Hoe zit dat met het leven en dat iedere ervaring op een voorgaande ervaring begint te lijken, hoor ik mijzelf enigszins sleurend zeggen tegen mijn vriend/collega, ook genaamd ‘de wolf in schaapskleren’. Hij is tien jaar ouder dan ik en ik denk dat hij misschien het antwoord weet. Maar hij denkt: ik hou alle informatie eerst voor mijzelf. Ok, fair enough, hij gaat het mij niet vertellen.
Mijn telefoon meldt via Facebook dat Mandy veilig is. ‘Veilig van wat?’ denk ik terwijl ik op de pont sta met mijn Franse kunstenaar. Heel eng dit automatische meldsysteem. Wij bespreken enigszins verkort de wereldproblematiek om vervolgens gewoon weer verder te gaan met de dagelijkse beslommeringen. Ik moet steeds denken aan een artikel dat ik enkele weken geleden op Facebook las (wegwerpwijsheden voor de Facebookintellectueel, geestig bestempeld door Pepijn Lanen in het boek Naamloos) dat ging over de problematische mentaliteit in Europa, met als kern: Europe wants to shop. En dat is zo. Wij willen winkelen. Wij willen tot in de verfijnste finesses onze levens kunnen ontwikkelen, etaleren is misschien een beter woord. De fiets kleurt bij het kind, het kind kleurt liefst niet meer bij de man en de man, ja dat is een geëmancipeerde prop in de huiskamer, passend tussen bank en kunstwerk. Hij moet niet te veel plaats innemen.
Ik haat trouwens feministische lectuur en literatuur van zeurende veertigers die eigenlijk alles hebben behalve gelijkheid. Gelijkheid bestaat niet. Ik ben 163 cm kort en heb dus overal net iets meer op mijn tenen moeten lopen, als ik in mijn jeugd naar de rollerskatedisco ging werd ik permanent opgetild en naar de zijkant verplaatst. Mijn wieltjes raakten amper de baan; daar word je hard van en ontwikkel je persoonlijkheid door.

..........

Gelezen stof toepassen:
(1) Hoeveel ouder is volgens het tekstfragment de vriend/collega die ‘de wolf in schaapskleren’ wordt genoemd dan de ik-figuur?
(2) Vervolg het tekstfragment over winkelend Europa en gelijkheid, te beginnen na de laatste zin ervan.

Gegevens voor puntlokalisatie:
..........

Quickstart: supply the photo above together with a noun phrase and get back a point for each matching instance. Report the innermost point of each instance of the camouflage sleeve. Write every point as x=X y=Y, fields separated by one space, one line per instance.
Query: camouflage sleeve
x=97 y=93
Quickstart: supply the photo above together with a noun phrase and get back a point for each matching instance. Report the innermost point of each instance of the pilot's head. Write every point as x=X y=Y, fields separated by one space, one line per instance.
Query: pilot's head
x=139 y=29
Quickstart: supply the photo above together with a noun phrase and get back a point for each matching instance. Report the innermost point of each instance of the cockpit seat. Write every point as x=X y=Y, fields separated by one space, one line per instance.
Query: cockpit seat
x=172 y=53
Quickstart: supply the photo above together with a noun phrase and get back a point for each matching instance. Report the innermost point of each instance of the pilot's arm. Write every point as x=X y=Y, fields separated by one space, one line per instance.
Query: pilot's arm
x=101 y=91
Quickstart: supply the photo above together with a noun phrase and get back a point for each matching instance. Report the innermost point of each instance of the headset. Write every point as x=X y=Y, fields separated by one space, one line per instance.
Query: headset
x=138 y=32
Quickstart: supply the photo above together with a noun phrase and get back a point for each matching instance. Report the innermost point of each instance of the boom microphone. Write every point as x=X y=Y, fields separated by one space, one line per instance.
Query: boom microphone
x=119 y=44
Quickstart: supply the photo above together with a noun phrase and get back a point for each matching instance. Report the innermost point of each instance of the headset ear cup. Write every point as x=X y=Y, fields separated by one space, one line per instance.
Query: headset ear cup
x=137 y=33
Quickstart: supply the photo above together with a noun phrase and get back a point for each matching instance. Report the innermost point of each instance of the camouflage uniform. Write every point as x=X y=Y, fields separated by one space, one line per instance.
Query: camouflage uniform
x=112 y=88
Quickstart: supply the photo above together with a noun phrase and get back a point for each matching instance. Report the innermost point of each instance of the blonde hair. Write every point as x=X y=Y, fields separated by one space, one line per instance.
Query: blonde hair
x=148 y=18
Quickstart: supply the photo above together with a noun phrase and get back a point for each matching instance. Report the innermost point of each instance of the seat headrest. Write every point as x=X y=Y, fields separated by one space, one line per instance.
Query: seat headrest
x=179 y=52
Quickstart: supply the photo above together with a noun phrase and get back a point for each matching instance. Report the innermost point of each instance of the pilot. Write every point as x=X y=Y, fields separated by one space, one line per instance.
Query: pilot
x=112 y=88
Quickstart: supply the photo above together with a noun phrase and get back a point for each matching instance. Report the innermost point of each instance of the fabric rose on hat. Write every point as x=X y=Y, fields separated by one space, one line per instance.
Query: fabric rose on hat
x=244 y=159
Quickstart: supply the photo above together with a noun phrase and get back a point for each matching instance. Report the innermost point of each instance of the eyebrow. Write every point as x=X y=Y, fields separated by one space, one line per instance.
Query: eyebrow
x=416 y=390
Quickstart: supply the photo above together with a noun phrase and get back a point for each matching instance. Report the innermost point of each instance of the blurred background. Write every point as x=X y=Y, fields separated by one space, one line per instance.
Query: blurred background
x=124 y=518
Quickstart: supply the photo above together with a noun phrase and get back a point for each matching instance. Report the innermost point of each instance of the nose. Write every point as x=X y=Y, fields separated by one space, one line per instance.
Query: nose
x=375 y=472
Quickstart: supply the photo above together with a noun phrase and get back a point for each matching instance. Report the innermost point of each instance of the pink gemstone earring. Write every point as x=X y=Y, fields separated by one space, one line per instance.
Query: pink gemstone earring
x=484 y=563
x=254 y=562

..........

Uitwerkingen:
(1) Hij is tien jaar ouder.

(2)
Liever dan met vrouwen hang ik rond met mannen. Ze hebben gewoon meer lol en denken niet overal zo veel over na (in ieder geval het soort mannen dat ik graag in mijn omgeving heb). De vriendinnen die ik heb zijn eigenlijk verkapte mannen, ben ik achter gekomen.
Twee dagen later overlijdt Cruijff, ik spendeer zeker een halve dag aan het lezen en posten van zijn ongeëvenaarde oneliners waarvan ik er al jaren een gebruik als het budget op slot gaat: ieder nadeel heb z’n voordeel. ‘Zo, ga het nu maar met minder middelen doen’, denk ik dan.
Drie dagen later lees ik een artikel waarin staat dat de zelfmoordterroristen Khalid en Ibrahim El Bakraoui van plan waren aanslagen te plegen op Belgische kerncentrales. Ik denk direct: ‘okay, is precies wat ik nodig heb om mijn column een sluitend einde te geven.’ Soms werkt alles gewoon met je mee.
De laatste zin had ik al eerder bedacht, lag al helemaal klaar. Het is een prachtzin van Midas Dekkers. Dit omdat ik eigenlijk helemaal niet over kunst schrijf, of over de galerie. Ik vind kunst ook best moeilijk om over te schrijven. Het is af, iemand is er al mee bezig geweest en je mag/kan er eigenlijk alleen maar in mee gaan of je ertussen wrikken. Liever leg ik mijn eigen gevlochten matje neer. Maar goed, zoals Midas Dekkers zegt: kunst is net de wereld met de rest ervan afgeknipt. Dus dat vergoelijkt dan weer dat dit in Metropolis M staat en geschreven is door een galeriehouder.